* Problem requirements: Copy the stretch of the listing from the line containing "of the broccoli" through the line containing "POLYGON ((174 115, 113", both included, keeping every line identical to the original.

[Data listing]
## START
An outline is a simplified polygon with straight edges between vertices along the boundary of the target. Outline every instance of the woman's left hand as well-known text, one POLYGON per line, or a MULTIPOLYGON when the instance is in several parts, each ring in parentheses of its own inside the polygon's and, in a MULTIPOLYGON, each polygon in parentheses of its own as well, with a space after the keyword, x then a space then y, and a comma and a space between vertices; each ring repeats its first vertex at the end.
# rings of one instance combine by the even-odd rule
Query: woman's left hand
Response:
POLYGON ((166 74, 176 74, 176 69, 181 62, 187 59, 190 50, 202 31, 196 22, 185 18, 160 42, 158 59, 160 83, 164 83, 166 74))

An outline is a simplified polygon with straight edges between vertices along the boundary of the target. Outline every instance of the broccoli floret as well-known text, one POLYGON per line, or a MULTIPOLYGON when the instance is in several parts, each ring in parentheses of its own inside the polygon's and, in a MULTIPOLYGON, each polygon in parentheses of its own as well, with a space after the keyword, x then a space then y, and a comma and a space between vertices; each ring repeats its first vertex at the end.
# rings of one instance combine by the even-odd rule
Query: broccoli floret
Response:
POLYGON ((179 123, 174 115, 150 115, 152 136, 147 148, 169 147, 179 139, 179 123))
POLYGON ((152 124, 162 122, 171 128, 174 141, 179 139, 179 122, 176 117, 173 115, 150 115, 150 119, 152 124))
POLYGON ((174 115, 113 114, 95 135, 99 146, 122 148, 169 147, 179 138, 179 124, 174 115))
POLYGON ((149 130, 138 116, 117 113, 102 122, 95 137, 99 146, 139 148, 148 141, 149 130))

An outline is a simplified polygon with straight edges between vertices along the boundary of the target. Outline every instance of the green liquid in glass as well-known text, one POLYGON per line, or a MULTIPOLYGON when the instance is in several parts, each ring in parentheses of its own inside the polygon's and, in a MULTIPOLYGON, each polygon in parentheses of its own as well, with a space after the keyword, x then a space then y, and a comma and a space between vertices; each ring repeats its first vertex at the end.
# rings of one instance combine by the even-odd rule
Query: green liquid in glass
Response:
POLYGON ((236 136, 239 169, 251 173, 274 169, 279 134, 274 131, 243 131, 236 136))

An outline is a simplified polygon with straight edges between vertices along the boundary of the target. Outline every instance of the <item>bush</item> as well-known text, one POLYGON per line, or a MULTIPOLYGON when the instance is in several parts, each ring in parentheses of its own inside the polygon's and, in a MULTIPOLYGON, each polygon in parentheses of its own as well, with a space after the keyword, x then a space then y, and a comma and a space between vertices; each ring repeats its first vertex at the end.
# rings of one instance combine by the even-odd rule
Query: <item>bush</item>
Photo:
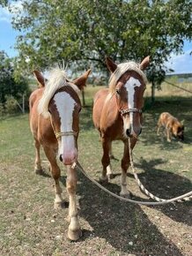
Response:
POLYGON ((4 103, 5 112, 8 114, 13 114, 18 111, 18 102, 13 96, 6 96, 6 102, 4 103))

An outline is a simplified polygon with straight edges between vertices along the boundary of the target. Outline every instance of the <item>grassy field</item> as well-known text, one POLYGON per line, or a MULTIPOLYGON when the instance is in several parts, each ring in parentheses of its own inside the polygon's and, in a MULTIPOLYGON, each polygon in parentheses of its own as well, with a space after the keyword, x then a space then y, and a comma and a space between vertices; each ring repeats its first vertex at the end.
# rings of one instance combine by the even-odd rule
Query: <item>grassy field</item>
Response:
MULTIPOLYGON (((92 94, 81 113, 79 162, 90 176, 99 179, 101 147, 92 122, 92 94)), ((160 91, 156 103, 144 113, 142 135, 134 149, 134 162, 146 188, 162 198, 191 191, 192 97, 160 91), (156 123, 162 111, 184 120, 185 141, 172 143, 157 137, 156 123)), ((189 95, 190 96, 190 95, 189 95)), ((71 243, 66 237, 68 209, 55 211, 53 180, 42 153, 45 175, 33 173, 34 148, 28 115, 0 120, 0 254, 5 255, 137 255, 189 256, 192 252, 190 202, 161 207, 131 205, 106 194, 79 171, 78 199, 82 238, 71 243)), ((106 185, 119 193, 122 145, 113 144, 115 177, 106 185)), ((65 168, 61 182, 65 193, 65 168)), ((133 198, 144 200, 131 170, 128 184, 133 198)))

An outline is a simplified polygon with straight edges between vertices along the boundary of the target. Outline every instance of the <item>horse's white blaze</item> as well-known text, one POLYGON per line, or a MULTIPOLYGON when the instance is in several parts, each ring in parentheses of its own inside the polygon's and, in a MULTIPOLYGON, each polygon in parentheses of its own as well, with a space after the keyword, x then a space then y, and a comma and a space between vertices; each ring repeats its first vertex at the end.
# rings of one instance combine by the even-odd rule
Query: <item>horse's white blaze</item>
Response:
MULTIPOLYGON (((125 84, 125 88, 128 92, 128 107, 129 109, 133 109, 135 108, 135 102, 134 102, 134 94, 135 94, 135 88, 136 87, 140 87, 141 83, 138 79, 136 79, 134 78, 130 78, 125 84)), ((129 113, 129 122, 131 125, 131 130, 133 129, 133 112, 129 113)), ((125 122, 127 123, 127 122, 125 122)), ((124 129, 127 127, 126 124, 124 124, 124 129)))
MULTIPOLYGON (((75 101, 66 92, 61 92, 55 95, 56 109, 61 118, 61 132, 72 131, 73 111, 75 101)), ((68 154, 69 155, 77 154, 75 139, 73 135, 62 136, 59 142, 59 154, 68 154)))

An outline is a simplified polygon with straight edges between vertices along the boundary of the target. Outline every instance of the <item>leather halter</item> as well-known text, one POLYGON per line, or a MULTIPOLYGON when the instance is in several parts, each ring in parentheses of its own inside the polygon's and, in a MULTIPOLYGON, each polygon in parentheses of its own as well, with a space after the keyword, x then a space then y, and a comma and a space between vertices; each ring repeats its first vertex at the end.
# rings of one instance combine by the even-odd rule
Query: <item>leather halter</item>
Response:
POLYGON ((69 131, 69 132, 55 132, 55 135, 56 139, 59 139, 62 136, 71 136, 73 135, 74 137, 78 136, 78 132, 74 131, 69 131))
POLYGON ((139 113, 142 114, 142 109, 139 109, 137 108, 133 108, 133 109, 120 109, 119 110, 121 115, 123 116, 127 113, 139 113))

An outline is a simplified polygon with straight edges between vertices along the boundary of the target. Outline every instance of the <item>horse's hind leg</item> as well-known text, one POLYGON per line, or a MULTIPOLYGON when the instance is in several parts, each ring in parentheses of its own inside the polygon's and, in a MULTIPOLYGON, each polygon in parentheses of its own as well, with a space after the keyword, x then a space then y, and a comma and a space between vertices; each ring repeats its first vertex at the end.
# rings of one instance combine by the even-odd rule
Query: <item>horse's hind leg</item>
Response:
POLYGON ((48 157, 48 160, 49 161, 51 174, 55 181, 55 198, 54 207, 55 209, 61 208, 63 207, 62 189, 59 184, 61 170, 56 162, 56 154, 53 149, 50 149, 49 147, 44 147, 44 151, 46 156, 48 157))
POLYGON ((40 142, 38 139, 34 139, 34 147, 35 147, 35 161, 34 161, 34 172, 36 174, 41 175, 43 173, 41 156, 40 156, 40 142))
POLYGON ((70 226, 68 230, 68 237, 70 240, 78 240, 82 233, 80 225, 78 219, 78 207, 76 201, 76 190, 77 190, 77 171, 70 166, 67 166, 67 192, 69 194, 69 219, 70 226))
POLYGON ((102 176, 100 181, 107 182, 108 179, 113 177, 113 172, 110 165, 109 153, 111 150, 111 141, 106 138, 102 138, 103 156, 101 162, 103 165, 102 176))

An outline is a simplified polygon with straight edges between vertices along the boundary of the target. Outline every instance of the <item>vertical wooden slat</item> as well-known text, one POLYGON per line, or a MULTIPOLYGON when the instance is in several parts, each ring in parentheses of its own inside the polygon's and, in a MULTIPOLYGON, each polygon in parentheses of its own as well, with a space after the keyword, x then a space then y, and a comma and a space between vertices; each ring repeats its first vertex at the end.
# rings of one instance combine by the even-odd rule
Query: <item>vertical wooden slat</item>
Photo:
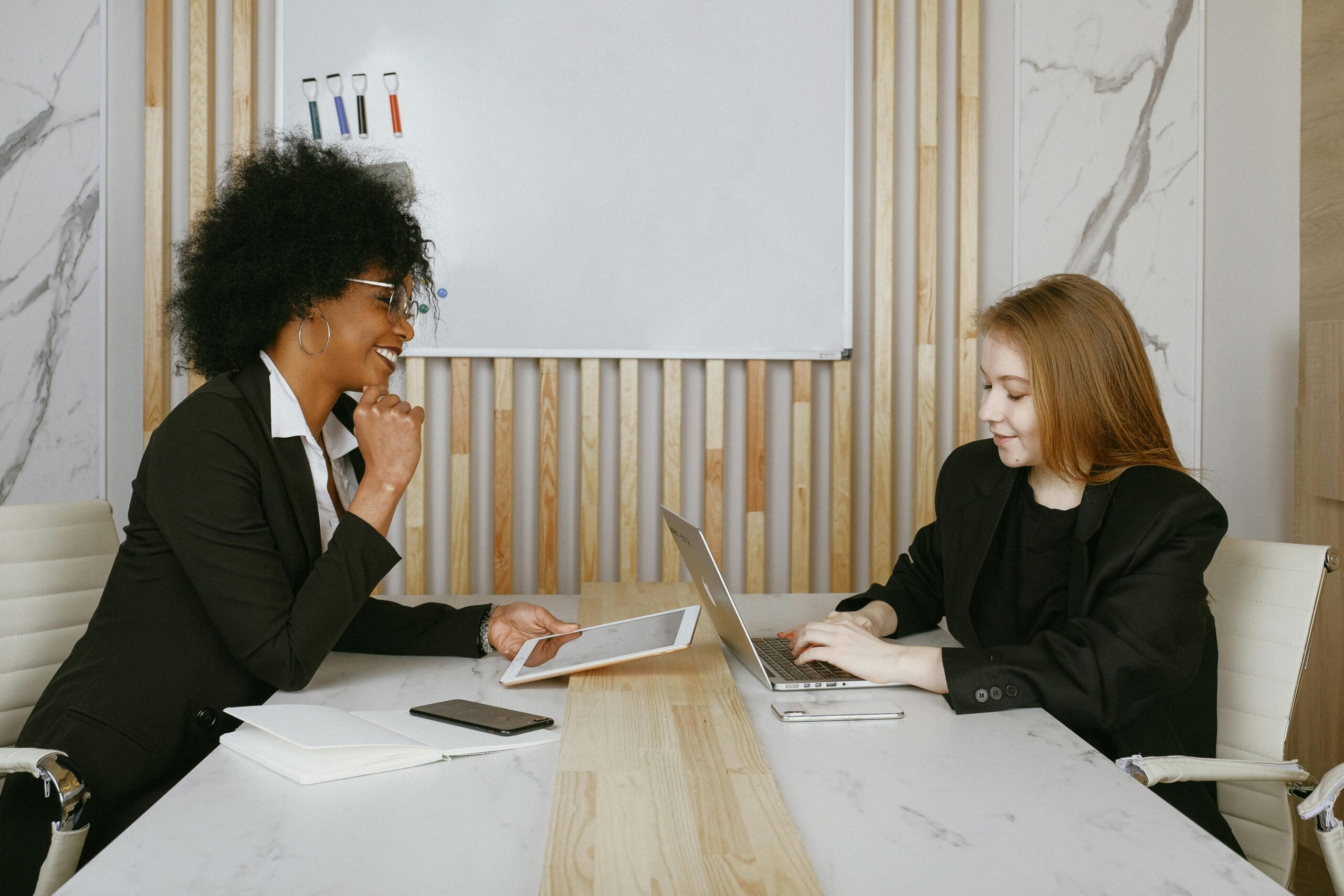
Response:
POLYGON ((704 363, 704 540, 723 564, 723 360, 704 363))
POLYGON ((957 445, 976 438, 980 365, 980 0, 957 4, 957 445))
MULTIPOLYGON (((406 359, 406 400, 425 407, 425 359, 406 359)), ((406 594, 425 594, 425 430, 421 429, 421 462, 406 485, 406 594)))
MULTIPOLYGON (((673 513, 681 512, 681 361, 663 361, 663 504, 673 513)), ((681 556, 672 532, 663 532, 663 580, 681 579, 681 556)))
POLYGON ((251 152, 257 141, 257 0, 234 1, 233 150, 251 152))
POLYGON ((849 551, 849 435, 852 426, 852 361, 831 365, 831 590, 853 587, 849 551))
POLYGON ((640 361, 621 359, 621 582, 640 580, 640 361))
POLYGON ((886 582, 892 567, 892 309, 895 281, 896 4, 872 4, 872 454, 870 567, 886 582))
POLYGON ((915 492, 914 528, 933 521, 938 478, 938 0, 919 0, 917 20, 915 133, 915 492))
POLYGON ((472 359, 454 357, 450 442, 449 563, 453 594, 472 594, 472 359))
POLYGON ((579 446, 579 568, 583 582, 598 580, 598 412, 602 398, 601 361, 579 361, 581 439, 579 446))
MULTIPOLYGON (((187 216, 195 222, 215 195, 215 0, 188 0, 187 16, 187 216)), ((204 382, 190 371, 187 388, 204 382)))
POLYGON ((765 361, 747 361, 746 591, 765 591, 765 361))
POLYGON ((538 422, 536 591, 555 594, 559 579, 560 531, 560 364, 543 357, 538 422))
POLYGON ((513 594, 513 359, 495 359, 495 594, 513 594))
POLYGON ((144 435, 168 415, 172 347, 167 333, 169 261, 169 167, 172 129, 172 1, 145 0, 145 359, 144 435))
POLYGON ((812 590, 812 361, 793 363, 793 497, 789 590, 812 590))

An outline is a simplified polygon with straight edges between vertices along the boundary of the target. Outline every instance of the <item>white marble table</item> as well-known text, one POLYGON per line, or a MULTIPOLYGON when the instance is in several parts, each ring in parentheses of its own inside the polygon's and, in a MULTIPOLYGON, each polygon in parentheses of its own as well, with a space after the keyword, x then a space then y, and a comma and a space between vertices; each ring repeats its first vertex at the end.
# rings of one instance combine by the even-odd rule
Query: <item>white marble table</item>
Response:
MULTIPOLYGON (((753 633, 774 633, 835 599, 749 595, 742 611, 753 633)), ((536 602, 569 619, 578 609, 574 596, 536 602)), ((953 643, 942 631, 911 641, 953 643)), ((937 695, 866 689, 827 696, 890 697, 906 717, 786 725, 771 700, 802 695, 771 693, 728 665, 828 893, 1285 892, 1042 709, 956 716, 937 695)), ((560 719, 566 680, 501 688, 504 668, 500 657, 332 654, 306 689, 271 703, 403 709, 462 697, 560 719)), ((558 752, 302 787, 216 750, 62 893, 535 893, 558 752)))

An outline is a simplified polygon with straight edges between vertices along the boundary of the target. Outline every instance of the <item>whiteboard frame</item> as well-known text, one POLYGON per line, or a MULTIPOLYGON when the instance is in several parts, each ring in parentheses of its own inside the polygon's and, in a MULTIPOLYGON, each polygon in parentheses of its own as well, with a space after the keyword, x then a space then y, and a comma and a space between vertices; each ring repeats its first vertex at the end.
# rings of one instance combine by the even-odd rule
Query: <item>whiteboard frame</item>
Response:
MULTIPOLYGON (((714 359, 714 360, 767 360, 767 361, 797 361, 821 360, 836 361, 849 359, 853 353, 853 42, 855 42, 855 7, 859 0, 849 3, 849 42, 845 54, 845 156, 844 156, 844 328, 845 348, 827 352, 695 352, 695 351, 653 351, 653 349, 448 349, 448 348, 406 348, 406 357, 646 357, 646 359, 714 359)), ((271 109, 271 128, 281 133, 285 116, 285 0, 276 0, 276 98, 271 109)))

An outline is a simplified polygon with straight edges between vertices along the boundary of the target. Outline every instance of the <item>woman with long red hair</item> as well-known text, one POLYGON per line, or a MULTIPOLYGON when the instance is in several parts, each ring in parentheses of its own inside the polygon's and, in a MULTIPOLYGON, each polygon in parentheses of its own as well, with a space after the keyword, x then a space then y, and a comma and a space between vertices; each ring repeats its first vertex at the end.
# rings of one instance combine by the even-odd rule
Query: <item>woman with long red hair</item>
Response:
MULTIPOLYGON (((1212 756, 1218 639, 1204 570, 1223 506, 1181 466, 1133 318, 1078 274, 985 309, 980 419, 942 466, 937 519, 886 584, 788 633, 797 661, 1043 707, 1098 751, 1212 756), (946 617, 964 646, 884 641, 946 617)), ((1154 791, 1232 849, 1212 783, 1154 791)))

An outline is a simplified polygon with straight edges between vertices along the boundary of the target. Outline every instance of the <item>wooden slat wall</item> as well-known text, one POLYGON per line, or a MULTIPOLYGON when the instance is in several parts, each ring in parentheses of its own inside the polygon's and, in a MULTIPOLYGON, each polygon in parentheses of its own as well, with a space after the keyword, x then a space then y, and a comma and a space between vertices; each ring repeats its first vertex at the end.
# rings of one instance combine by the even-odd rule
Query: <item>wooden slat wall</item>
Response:
MULTIPOLYGON (((681 512, 681 361, 663 361, 663 504, 681 512)), ((663 527, 663 580, 681 579, 681 559, 672 532, 663 527)))
POLYGON ((915 19, 915 489, 914 525, 933 521, 938 476, 938 0, 919 0, 915 19))
POLYGON ((495 594, 513 594, 513 359, 495 359, 495 594))
POLYGON ((597 512, 598 512, 598 408, 601 406, 601 361, 579 361, 579 580, 597 582, 597 512))
POLYGON ((870 562, 874 582, 892 567, 892 313, 896 304, 896 4, 872 4, 872 453, 868 484, 870 562))
MULTIPOLYGON (((187 216, 196 219, 215 196, 215 0, 188 0, 187 216)), ((188 224, 190 226, 190 224, 188 224)), ((187 388, 206 380, 191 371, 187 388)))
POLYGON ((704 540, 723 563, 723 361, 704 363, 704 540))
POLYGON ((980 359, 980 0, 957 3, 957 396, 953 443, 976 439, 980 359))
MULTIPOLYGON (((1297 434, 1293 540, 1344 551, 1344 5, 1302 3, 1297 434)), ((1344 762, 1344 570, 1325 576, 1298 685, 1286 755, 1316 775, 1344 762)), ((1340 814, 1336 805, 1335 814, 1340 814)), ((1298 844, 1320 853, 1310 822, 1298 844)), ((1297 892, 1306 892, 1300 889, 1297 892)), ((1324 891, 1322 892, 1328 892, 1324 891)))
MULTIPOLYGON (((167 0, 146 0, 146 66, 145 66, 145 418, 149 434, 163 419, 169 404, 171 359, 164 336, 164 301, 169 274, 169 152, 168 95, 171 89, 171 28, 167 0)), ((919 0, 914 39, 917 47, 917 222, 915 222, 915 492, 913 501, 915 525, 931 519, 935 458, 935 317, 937 317, 937 93, 938 93, 938 17, 937 0, 919 0)), ((188 103, 188 208, 198 214, 214 193, 214 66, 215 16, 214 0, 190 0, 191 60, 187 83, 188 103)), ((870 466, 870 567, 872 578, 884 579, 894 562, 895 524, 895 431, 894 431, 894 308, 895 292, 895 81, 896 81, 896 15, 895 0, 874 3, 874 183, 872 183, 872 402, 870 466)), ((978 243, 978 77, 980 77, 980 0, 958 0, 957 7, 957 332, 956 390, 953 431, 957 443, 976 435, 978 369, 976 357, 974 312, 977 308, 978 243)), ((257 138, 257 3, 233 1, 233 145, 250 148, 257 138)), ((449 584, 454 594, 470 594, 470 359, 450 359, 452 426, 450 426, 450 532, 449 584)), ((489 583, 496 594, 513 590, 513 364, 512 359, 495 359, 493 438, 493 553, 489 583)), ((538 502, 538 591, 552 594, 559 587, 559 420, 562 412, 579 418, 579 578, 593 582, 599 575, 599 369, 597 359, 579 361, 581 391, 578 408, 562 408, 559 402, 559 363, 539 359, 539 502, 538 502)), ((809 590, 812 578, 812 540, 825 539, 829 556, 829 587, 847 591, 855 587, 852 552, 852 408, 853 369, 848 360, 828 363, 831 371, 831 412, 824 422, 829 438, 829 520, 813 525, 812 490, 812 412, 810 361, 793 364, 790 402, 790 500, 789 500, 789 587, 809 590)), ((407 359, 407 398, 425 404, 426 360, 407 359)), ((724 529, 724 361, 704 361, 704 514, 703 527, 716 557, 723 559, 724 529)), ((749 592, 763 591, 766 584, 766 361, 746 361, 746 506, 743 580, 749 592)), ((194 377, 192 387, 199 380, 194 377)), ((673 510, 681 509, 681 361, 663 361, 663 470, 661 501, 673 510)), ((620 480, 618 480, 618 563, 624 582, 638 579, 638 361, 620 361, 620 480)), ((702 486, 694 484, 692 488, 702 486)), ((407 489, 406 498, 406 590, 427 590, 426 508, 423 467, 407 489)), ((657 574, 665 582, 680 578, 675 543, 661 531, 661 564, 657 574)), ((862 584, 862 583, 860 583, 862 584)))
MULTIPOLYGON (((406 364, 406 400, 413 406, 425 407, 425 359, 409 357, 406 364)), ((426 562, 425 551, 425 429, 421 427, 421 462, 406 486, 406 594, 425 594, 426 562)))
POLYGON ((765 591, 765 361, 747 361, 746 591, 765 591))
POLYGON ((257 141, 257 0, 233 3, 233 149, 250 152, 257 141))
POLYGON ((849 551, 851 504, 851 423, 853 416, 852 361, 831 365, 831 590, 853 588, 849 551))
POLYGON ((640 361, 621 359, 621 582, 640 579, 640 361))
POLYGON ((793 489, 789 591, 812 590, 812 361, 793 363, 793 489))
POLYGON ((450 388, 449 586, 453 594, 472 594, 472 359, 453 359, 450 388))
POLYGON ((172 352, 167 339, 172 270, 172 0, 145 0, 145 360, 144 435, 168 416, 172 352))
POLYGON ((538 400, 538 521, 536 591, 555 594, 559 582, 560 533, 560 369, 554 357, 543 357, 538 400))

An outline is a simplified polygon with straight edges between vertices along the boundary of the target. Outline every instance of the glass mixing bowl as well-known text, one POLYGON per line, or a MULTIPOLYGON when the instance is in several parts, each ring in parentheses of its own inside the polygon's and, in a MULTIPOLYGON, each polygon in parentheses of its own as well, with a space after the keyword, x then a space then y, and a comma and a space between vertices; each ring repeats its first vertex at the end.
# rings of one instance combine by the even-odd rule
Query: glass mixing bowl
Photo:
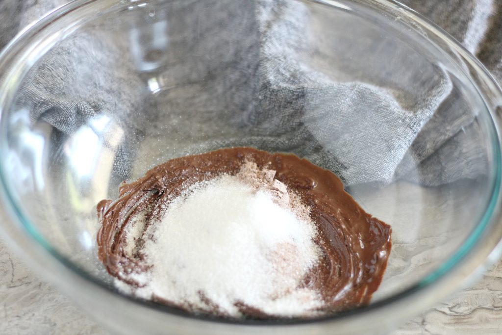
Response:
POLYGON ((2 230, 117 333, 385 332, 499 256, 500 90, 397 3, 78 0, 18 36, 0 68, 2 230), (170 158, 236 146, 331 169, 392 226, 368 306, 229 321, 114 288, 97 202, 170 158))

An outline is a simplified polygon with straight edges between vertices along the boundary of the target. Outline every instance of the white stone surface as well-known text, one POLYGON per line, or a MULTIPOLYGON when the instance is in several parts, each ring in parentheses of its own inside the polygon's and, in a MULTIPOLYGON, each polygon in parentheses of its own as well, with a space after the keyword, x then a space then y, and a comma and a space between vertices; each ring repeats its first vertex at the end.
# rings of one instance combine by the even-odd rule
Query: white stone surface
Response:
MULTIPOLYGON (((502 262, 472 288, 408 321, 392 335, 502 333, 502 262)), ((0 242, 0 334, 109 335, 0 242)))

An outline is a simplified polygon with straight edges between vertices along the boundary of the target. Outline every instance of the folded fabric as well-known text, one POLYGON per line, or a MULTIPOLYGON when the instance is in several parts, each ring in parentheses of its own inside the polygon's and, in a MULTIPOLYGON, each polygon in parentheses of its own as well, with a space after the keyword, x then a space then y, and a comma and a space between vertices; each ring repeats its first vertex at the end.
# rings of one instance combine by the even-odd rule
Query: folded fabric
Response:
MULTIPOLYGON (((60 2, 39 1, 23 15, 18 7, 28 5, 7 0, 0 7, 10 9, 0 16, 15 13, 26 22, 37 17, 40 3, 60 2)), ((433 19, 438 13, 448 17, 450 6, 458 4, 461 10, 451 15, 464 20, 446 25, 473 52, 487 50, 479 46, 500 29, 486 23, 494 9, 490 2, 451 0, 433 10, 427 6, 432 2, 420 8, 433 19)), ((187 152, 232 145, 294 151, 332 170, 347 185, 383 185, 395 178, 436 185, 482 171, 475 113, 454 98, 455 79, 441 64, 396 47, 391 39, 382 45, 365 26, 316 14, 284 0, 173 2, 145 28, 169 29, 160 34, 164 39, 152 40, 165 54, 157 63, 145 58, 138 43, 142 34, 152 33, 141 25, 111 32, 89 27, 44 56, 18 103, 34 121, 63 134, 98 116, 114 115, 135 142, 161 133, 164 139, 166 134, 182 137, 183 121, 172 118, 183 111, 200 125, 199 140, 187 152), (190 9, 183 20, 171 14, 179 7, 190 9), (338 29, 327 31, 328 24, 338 29), (194 25, 197 30, 186 29, 194 25), (347 40, 336 35, 347 34, 365 38, 341 45, 347 40), (328 53, 336 49, 348 51, 335 54, 333 62, 328 53), (415 66, 399 66, 409 64, 415 66), (146 105, 142 73, 152 70, 164 89, 146 105)), ((135 148, 127 143, 114 148, 114 168, 124 178, 135 148)))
## END
* Written response:
An outline is a simplified polygon with straight edges between vertices along the boundary of the target. Outline every instance of the broccoli floret as well-known text, one POLYGON per line, or a MULTIPOLYGON when the instance is in several parts, each ring in parentheses of its own inside the polygon's and, in a MULTIPOLYGON, each polygon in parentheses of its own as well, with a space after the keyword, x then a space then y, and a comma and a space between vertices; each ring repeats its first vertex at the end.
# rings of one instance combine by the even-odd rule
Query: broccoli floret
Response:
POLYGON ((179 123, 174 115, 150 115, 152 136, 147 148, 169 147, 179 139, 179 123))
POLYGON ((152 124, 162 122, 171 128, 174 141, 179 139, 179 122, 176 117, 173 115, 150 115, 150 119, 152 124))
POLYGON ((174 115, 113 114, 95 135, 99 146, 122 148, 169 147, 179 138, 179 124, 174 115))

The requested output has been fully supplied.